[DIE EINTRÄGE]

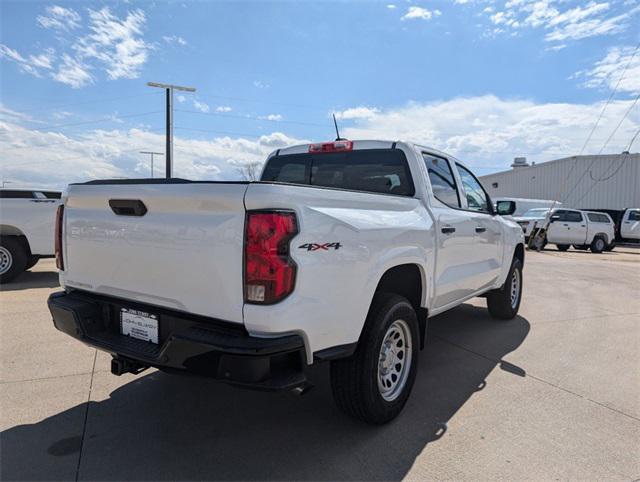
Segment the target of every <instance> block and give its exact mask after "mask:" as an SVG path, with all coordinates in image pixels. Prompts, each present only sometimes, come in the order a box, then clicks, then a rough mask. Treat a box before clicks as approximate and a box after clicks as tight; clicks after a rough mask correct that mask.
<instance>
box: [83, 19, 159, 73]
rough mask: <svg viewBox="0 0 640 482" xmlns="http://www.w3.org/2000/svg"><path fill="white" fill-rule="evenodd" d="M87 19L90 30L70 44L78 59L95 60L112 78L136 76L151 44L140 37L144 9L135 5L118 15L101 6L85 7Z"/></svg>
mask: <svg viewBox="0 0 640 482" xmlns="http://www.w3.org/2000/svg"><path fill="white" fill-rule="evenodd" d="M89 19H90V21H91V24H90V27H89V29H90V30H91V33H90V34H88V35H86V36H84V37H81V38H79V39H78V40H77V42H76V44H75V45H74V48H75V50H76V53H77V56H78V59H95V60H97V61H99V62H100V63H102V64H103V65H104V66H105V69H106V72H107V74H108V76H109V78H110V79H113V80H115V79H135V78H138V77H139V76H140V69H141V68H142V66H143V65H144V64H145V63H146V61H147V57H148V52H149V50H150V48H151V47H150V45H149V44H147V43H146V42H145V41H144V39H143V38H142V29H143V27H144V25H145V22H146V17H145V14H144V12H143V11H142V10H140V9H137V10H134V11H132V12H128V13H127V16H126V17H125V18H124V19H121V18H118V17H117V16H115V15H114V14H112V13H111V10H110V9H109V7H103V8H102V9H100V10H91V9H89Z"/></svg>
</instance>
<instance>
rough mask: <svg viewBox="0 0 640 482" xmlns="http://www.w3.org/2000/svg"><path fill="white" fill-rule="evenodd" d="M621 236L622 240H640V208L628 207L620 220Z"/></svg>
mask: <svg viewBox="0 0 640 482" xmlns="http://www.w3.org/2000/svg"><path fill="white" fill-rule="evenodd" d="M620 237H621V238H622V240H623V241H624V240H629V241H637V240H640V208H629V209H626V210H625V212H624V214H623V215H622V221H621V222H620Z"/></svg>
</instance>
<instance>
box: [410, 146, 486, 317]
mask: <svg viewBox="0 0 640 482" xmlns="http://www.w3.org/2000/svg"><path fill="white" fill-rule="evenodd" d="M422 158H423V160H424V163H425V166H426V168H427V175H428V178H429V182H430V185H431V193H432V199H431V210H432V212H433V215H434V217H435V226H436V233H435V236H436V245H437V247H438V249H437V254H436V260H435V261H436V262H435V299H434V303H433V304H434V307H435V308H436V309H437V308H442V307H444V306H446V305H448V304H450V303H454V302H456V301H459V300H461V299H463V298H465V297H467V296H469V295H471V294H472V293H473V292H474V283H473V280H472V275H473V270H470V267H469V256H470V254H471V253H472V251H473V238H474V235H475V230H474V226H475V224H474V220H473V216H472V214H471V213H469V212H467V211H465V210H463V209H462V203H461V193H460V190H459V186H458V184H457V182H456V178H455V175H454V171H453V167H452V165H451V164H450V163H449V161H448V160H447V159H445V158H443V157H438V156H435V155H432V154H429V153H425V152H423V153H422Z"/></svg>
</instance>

[/DIE EINTRÄGE]

*DIE AUFGABE*: Zähle die Zeilen der Einträge, in denen das Wort „give“ vorkommt, und gib nur diese Anzahl an.

*DAS ERGEBNIS*: 1